::: TEXTE DU DOCUMENT :::
La présence d'un séquestre osseux interdentaire, associée à une obturation coronaire proximale et à un traitement endodontique se rapporte presque "à coup sûr" à une fusée arsenicale (MARMASSE) (1).
La décision d'une thérapeutique chirurgicale est alors adoptée comprenant l'élévation d'un lambeau, élimination du séquestre et extraction de la 15 dont le pronostic est jugé négatif.
Cependant, le patient ne pouvant se permettre la réalisation d'une prothèse de remplacement, refuse l'extraction immédiate de la 15.
Après anesthésie, un lambeau est décollé puis le séquestre est éliminé, laissant un vide important entre les racines de la 15 et la 16 (Fig. 12 et 13).
Ensuite, le tissu de granulation est cureté et les surfaces radiculaires surfacées minutieusement.
Enfin, le lambeau est remis en place et suturé.
DISCUSSION
Les deux cas cliniques que nous avons rapporté devraient à eux seuls dissuader nos confrères de recourir à l'escarrification pulpaire. Cette complication opératoire, (La fusée arsenicale), peut ne pas se limiter à la papille interdentaire ou au septum osseux avec à la clé la perte de l'organe dentaire. Elle peut s'étendre bien au delà, comme cela a été décrit dans la littérature, avec des lésions neurologiques tels que les paresthésies lorsque la dent "traitée" se trouve à proximité du nerf dentaire inférieur (COMMISSIONAT) (3) ou encore des perforations du sinus lorsque cette complication survient au niveau des molaires supérieures (MARMASSE) (1).
:::
## PROBLÈME À TRAITER:
Prolongez le texte sur la fusée arsenicale en reprenant juste après sa dernière phrase.
::: DONNÉES :::
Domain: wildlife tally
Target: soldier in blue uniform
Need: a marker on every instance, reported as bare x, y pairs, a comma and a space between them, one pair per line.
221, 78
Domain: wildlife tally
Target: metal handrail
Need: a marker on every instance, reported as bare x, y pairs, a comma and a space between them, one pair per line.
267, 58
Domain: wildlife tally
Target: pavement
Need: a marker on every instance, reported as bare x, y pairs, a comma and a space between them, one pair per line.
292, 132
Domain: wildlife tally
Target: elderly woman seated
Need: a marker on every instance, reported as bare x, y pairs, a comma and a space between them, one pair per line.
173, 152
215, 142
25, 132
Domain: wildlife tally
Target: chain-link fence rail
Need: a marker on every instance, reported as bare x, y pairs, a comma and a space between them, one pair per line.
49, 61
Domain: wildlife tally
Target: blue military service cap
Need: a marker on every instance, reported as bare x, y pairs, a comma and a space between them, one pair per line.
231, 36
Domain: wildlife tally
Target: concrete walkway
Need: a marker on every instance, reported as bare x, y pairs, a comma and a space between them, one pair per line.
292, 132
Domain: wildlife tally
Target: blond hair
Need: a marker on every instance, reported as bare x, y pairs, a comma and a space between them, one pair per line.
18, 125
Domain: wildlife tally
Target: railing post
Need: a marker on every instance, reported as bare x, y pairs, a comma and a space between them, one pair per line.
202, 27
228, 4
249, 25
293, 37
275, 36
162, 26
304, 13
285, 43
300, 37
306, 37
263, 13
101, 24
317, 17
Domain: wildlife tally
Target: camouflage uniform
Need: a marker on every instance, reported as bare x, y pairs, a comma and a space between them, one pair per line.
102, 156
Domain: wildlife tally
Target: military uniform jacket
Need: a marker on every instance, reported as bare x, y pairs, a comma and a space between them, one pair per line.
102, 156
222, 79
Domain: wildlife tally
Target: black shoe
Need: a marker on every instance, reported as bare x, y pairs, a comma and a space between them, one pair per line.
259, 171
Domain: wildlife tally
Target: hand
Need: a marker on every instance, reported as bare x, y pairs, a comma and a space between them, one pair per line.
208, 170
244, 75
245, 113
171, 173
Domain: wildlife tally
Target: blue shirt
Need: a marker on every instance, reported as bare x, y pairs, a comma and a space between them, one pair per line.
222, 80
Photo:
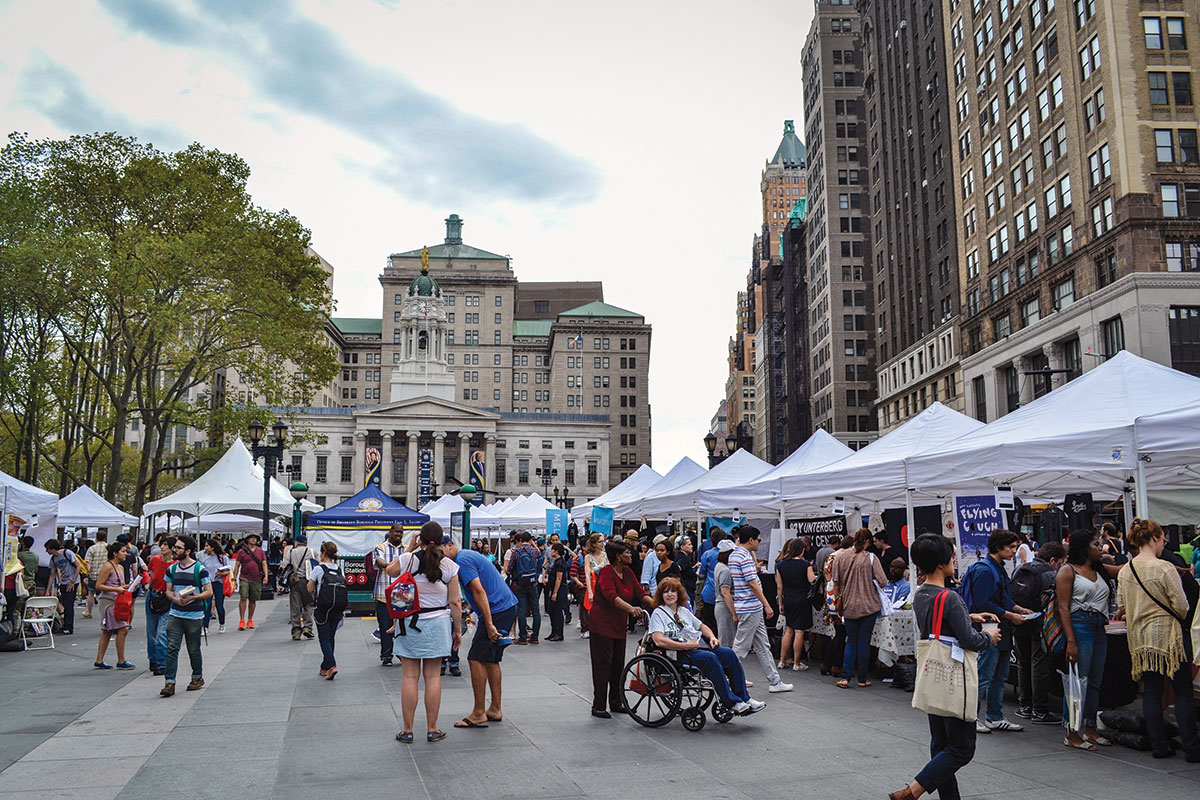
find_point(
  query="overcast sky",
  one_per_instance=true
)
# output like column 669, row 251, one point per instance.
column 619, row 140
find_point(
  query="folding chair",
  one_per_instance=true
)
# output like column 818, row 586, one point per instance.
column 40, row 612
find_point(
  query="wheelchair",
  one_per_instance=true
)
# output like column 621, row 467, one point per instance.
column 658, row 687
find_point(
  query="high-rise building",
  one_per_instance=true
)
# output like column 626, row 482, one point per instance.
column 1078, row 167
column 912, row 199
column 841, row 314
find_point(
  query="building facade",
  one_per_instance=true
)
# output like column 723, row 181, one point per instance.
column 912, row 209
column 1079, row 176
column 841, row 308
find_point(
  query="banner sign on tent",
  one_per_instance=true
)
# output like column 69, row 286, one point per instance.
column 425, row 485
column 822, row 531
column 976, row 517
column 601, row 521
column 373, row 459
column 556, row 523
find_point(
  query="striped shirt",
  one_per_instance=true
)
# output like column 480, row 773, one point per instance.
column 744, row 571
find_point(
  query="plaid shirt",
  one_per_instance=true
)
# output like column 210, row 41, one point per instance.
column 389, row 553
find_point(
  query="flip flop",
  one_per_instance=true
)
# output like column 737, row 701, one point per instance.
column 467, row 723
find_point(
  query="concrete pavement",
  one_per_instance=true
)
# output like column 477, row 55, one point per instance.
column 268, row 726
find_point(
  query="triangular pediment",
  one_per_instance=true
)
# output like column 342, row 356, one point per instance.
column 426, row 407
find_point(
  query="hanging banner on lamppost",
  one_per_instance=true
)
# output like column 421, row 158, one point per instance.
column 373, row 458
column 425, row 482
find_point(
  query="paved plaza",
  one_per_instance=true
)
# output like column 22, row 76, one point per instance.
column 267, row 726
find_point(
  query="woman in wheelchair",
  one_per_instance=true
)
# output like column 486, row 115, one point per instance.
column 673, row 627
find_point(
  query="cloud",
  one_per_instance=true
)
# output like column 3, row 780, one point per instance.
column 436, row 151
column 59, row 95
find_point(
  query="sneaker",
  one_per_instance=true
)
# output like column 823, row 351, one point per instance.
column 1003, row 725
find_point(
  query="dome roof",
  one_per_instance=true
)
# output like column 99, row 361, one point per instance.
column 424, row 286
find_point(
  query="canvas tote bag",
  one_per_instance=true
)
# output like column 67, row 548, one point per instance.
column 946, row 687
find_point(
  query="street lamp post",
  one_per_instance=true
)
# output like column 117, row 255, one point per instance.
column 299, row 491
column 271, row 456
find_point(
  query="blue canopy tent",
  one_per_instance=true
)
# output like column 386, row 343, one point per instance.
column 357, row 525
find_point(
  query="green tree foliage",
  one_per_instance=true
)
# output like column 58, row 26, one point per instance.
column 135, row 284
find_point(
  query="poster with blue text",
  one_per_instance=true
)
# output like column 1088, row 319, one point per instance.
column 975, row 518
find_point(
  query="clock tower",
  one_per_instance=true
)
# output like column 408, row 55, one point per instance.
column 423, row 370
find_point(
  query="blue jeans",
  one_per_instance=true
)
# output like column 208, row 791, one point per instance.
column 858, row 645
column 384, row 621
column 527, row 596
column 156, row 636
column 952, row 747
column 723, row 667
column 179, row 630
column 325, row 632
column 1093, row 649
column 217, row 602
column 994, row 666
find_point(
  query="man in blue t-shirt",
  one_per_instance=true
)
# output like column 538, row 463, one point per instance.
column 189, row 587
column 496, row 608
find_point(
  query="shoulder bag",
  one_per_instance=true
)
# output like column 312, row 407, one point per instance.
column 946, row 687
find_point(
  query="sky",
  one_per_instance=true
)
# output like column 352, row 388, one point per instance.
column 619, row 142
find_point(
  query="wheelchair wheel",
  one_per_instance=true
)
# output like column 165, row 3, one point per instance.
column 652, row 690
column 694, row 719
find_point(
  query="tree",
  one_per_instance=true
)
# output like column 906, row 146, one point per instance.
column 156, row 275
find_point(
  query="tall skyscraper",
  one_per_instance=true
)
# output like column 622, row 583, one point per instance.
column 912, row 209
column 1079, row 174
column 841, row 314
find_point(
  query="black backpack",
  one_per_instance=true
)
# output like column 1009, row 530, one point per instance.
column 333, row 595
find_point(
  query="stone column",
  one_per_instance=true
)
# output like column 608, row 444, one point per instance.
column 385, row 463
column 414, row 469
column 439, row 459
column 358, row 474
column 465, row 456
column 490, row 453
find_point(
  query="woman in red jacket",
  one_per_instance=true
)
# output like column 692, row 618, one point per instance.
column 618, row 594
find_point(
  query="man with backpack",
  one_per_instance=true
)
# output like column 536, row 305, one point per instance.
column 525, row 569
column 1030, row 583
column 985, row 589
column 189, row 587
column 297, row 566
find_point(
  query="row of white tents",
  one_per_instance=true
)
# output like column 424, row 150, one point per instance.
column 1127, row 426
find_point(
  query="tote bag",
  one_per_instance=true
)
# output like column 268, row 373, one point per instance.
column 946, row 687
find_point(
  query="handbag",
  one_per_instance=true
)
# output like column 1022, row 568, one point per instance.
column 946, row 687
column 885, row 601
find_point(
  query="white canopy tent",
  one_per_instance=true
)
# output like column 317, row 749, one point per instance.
:::
## RÉSULTAT OBTENU:
En effet, cette thérapeutique iatrogénique peut s'avérer très "coûteuse" pour le patient et engager la responsabilité morale et juridique du praticien.
La dévitalisation par l'anhydride arsénieux est une technique à bannir aujourd'hui. En effet, la difficulté d'assurer une étanchéité de l'obturation provisoire au niveau cervical et l'incertitude de faire revenir le patient après un délais fixé, font que le risque de survenue de la fusée arsenicale est majoré.
Aujourd'hui, l'évolution des thérapeutiques endodontiques et des produits médicamenteux employés a permis l'exclusion des escarrotiques. Leur indication se limitera exclusivement aux contre-indications formelles de l'anesthésie locale ou loco-régionale.
CONCLUSION
Le meilleur moyen de prévenir et d'éviter la survenue de cette complication reste alors, l'abandon de l'anhydride arsénieux. De plus, la disponibilité sur le marché de produits anesthésiques variés remet en question l'intérêt d'un produit aussi dangereux.
Ce plaidoyer, illustré par des cas cliniques devrait suffire à dissuader nos confrères d'utiliser ce "poison cellulaire" et les convaincre à rénover cette base de lancement qu'est la dentisterie au Maroc.
BIBLIOGRAPHIE
1 - MARMASSE, A. : Dentisterie opératoire. Paris, Baillère, edit., 1958.
2 - LACAZEDIEU, M. : Pharmacologie endodontique. In. : Endodontie clinique : LAURICHESSE, J.M. ; MAESTRONI, F. ; BREILLAT, J. Paris, Editions CdP, 1986.
3 - COMMISSIONAT, Y. : La nécrose arsenicale existe encore … je l'ai rencontrée.
Act. Odonto-stomatol.; 1991; n° 174; pp. 247-252.